- **TASK TO CARRY OUT**
In this exercise, reproduce all the entries that follow exactly.

[Dataset items]
= = = =
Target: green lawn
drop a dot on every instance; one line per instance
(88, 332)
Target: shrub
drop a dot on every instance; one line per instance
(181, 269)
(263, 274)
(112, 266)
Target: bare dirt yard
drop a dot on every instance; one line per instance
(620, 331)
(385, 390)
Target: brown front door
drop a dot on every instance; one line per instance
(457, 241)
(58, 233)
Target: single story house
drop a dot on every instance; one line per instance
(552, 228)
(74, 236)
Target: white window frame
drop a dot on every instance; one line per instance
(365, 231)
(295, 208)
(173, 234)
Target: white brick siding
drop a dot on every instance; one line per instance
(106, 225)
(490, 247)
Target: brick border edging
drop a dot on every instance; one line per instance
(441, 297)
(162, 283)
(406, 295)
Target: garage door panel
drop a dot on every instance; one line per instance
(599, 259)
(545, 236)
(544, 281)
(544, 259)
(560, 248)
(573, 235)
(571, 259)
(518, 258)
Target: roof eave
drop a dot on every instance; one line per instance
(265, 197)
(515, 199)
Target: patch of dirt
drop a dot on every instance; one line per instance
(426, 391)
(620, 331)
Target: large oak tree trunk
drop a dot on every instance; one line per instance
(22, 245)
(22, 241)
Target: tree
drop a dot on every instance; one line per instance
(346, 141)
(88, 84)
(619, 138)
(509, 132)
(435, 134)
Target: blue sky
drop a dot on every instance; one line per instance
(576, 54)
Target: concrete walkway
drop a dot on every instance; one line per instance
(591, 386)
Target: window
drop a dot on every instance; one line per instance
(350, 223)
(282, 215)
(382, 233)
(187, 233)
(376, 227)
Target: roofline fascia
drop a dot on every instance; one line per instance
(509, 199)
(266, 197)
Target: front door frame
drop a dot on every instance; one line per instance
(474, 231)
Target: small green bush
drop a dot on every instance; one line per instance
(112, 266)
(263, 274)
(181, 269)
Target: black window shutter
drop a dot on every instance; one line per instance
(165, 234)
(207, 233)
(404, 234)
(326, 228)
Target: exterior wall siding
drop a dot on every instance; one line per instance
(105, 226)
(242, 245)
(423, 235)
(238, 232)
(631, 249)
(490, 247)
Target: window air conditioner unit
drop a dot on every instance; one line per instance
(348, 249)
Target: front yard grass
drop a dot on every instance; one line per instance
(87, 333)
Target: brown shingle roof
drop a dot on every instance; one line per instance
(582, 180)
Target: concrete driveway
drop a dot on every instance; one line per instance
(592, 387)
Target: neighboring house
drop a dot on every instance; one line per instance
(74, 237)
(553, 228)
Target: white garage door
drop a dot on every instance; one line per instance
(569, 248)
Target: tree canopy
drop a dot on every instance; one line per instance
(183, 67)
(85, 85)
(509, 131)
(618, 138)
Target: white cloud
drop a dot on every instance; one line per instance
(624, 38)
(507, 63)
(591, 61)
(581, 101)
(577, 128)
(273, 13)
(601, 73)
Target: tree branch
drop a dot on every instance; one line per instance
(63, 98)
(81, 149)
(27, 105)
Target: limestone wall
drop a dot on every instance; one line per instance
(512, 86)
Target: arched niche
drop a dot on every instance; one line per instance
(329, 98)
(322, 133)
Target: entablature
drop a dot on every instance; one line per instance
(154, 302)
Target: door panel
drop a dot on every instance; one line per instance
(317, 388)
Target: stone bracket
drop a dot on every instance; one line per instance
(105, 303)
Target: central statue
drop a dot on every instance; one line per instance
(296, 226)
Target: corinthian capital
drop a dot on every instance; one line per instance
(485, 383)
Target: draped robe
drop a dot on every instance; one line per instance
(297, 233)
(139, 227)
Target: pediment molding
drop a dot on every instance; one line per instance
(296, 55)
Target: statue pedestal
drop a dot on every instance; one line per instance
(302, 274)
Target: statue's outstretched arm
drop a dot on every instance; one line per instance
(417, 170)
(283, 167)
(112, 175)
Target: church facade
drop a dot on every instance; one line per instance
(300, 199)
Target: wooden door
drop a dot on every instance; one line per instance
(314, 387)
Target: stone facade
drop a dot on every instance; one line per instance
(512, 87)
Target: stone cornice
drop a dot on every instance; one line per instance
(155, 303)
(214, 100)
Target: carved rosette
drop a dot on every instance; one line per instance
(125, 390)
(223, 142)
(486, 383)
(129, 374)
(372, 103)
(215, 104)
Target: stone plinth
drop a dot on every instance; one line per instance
= = = =
- **RESULT**
Target: green lawn
drop a dot on every instance; one line per instance
(88, 332)
Target: shrub
drop a dot on every instance; one line per instance
(181, 269)
(263, 274)
(112, 266)
Target: bare dirt yard
drop a dot on every instance; one line per instance
(620, 331)
(385, 390)
Target: brown front door
drop a dot on every instance; one line per instance
(457, 241)
(58, 233)
Target: single story house
drop a dot on every instance; one line per instance
(552, 228)
(74, 236)
Target: white window frame
drop a dot on every instance; one line per instance
(365, 231)
(295, 208)
(173, 234)
Target: white brick siding
drop a dot on every instance; one line per instance
(106, 225)
(490, 247)
Target: brick border edging
drop a dot on every instance; one line per instance
(441, 297)
(162, 283)
(406, 295)
Target: garage door panel
drop a dot on every instance; one line per instance
(599, 259)
(545, 236)
(544, 281)
(544, 259)
(560, 248)
(573, 235)
(571, 259)
(518, 258)
Target: roof eave
drop a dot on every instance; one line per instance
(265, 197)
(515, 199)
Target: patch of dirt
drop a dot on every instance; one line per instance
(426, 391)
(620, 331)
Target: large oak tree trunk
drop a dot on every instance; one line per instance
(22, 245)
(22, 241)
Target: tree
drop a dot on every instance; one line per instance
(346, 141)
(88, 84)
(619, 138)
(509, 132)
(435, 134)
Target: blue sky
drop a dot on every instance; one line per instance
(576, 54)
Target: concrete walkway
drop a dot on every instance; one line per instance
(591, 386)
Target: window
drop a dot on every instance; one line per instance
(350, 223)
(282, 215)
(382, 233)
(187, 233)
(376, 227)
Target: roofline fascia
drop a dot on every instance; one line per instance
(509, 199)
(266, 197)
Target: front door frame
drop a dot on every instance; one line per instance
(474, 231)
Target: small green bush
drop a dot on every instance; one line per instance
(112, 266)
(263, 274)
(181, 269)
Target: black window shutter
drop a dot on every instance; one line per instance
(165, 234)
(207, 233)
(404, 234)
(326, 228)
Target: exterior wall siding
drop a dot on every instance; one line per instance
(105, 226)
(242, 245)
(423, 235)
(238, 232)
(631, 249)
(490, 247)
Target: window air conditioner unit
drop a dot on every instance; one line per instance
(348, 249)
Target: front yard grass
drop a dot on every instance; one line per instance
(87, 333)
Target: brown shingle roof
drop a dot on every instance; one line per instance
(582, 180)
Target: concrete driveway
drop a dot on every instance; one line per instance
(592, 387)
Target: neighboring house
drop a dot on every instance; one line per instance
(74, 237)
(553, 228)
Target: white garage door
drop a dot on every instance; one line per instance
(569, 248)
Target: tree canopy
drop a dot on every instance; one line per instance
(183, 67)
(85, 85)
(509, 131)
(618, 138)
Target: white cloud
drop a dot on every instance; one line per instance
(624, 38)
(507, 63)
(591, 61)
(581, 101)
(577, 128)
(273, 13)
(601, 73)
Target: tree branch
drop a dot on every instance; one line per instance
(63, 98)
(81, 149)
(27, 105)
Target: limestone wall
drop a dot on every instance; one line per instance
(512, 86)
Target: arched niche
drop a dot on every instance; one line per instance
(329, 98)
(322, 133)
Target: entablature
drop a dot on every instance; one line per instance
(154, 302)
Target: door panel
drop a dot on every instance; one line per instance
(317, 388)
Target: stone bracket
drop a dot on every instance; one line per instance
(105, 303)
Target: central statue
drop a dot on every instance; one line per instance
(296, 226)
Target: corinthian capital
drop a dot on every instance; one line per instance
(485, 383)
Target: draped robe
drop a dot on every instance; one line per instance
(297, 233)
(139, 227)
Target: pediment molding
drop a dot on every instance; one line per instance
(296, 55)
Target: statue pedestal
drop a dot on every instance; one line per instance
(302, 274)
Target: statue's outstretched arm
drop a dot on every instance; one line per instance
(417, 170)
(283, 167)
(112, 175)
Target: church facade
drop a dot on every instance; one line per instance
(300, 199)
Target: wooden door
drop a dot on every instance; one line per instance
(314, 387)
Target: stone facade
drop a dot on every instance; one line per instance
(512, 87)
Target: stone cornice
drop a dot on every instance; one line per instance
(155, 303)
(214, 100)
Target: carved rosette
drop a dot on every instance; one line per instance
(125, 390)
(223, 142)
(486, 383)
(129, 374)
(372, 103)
(215, 104)
Target: stone plinth
drop a dot on every instance; one line per instance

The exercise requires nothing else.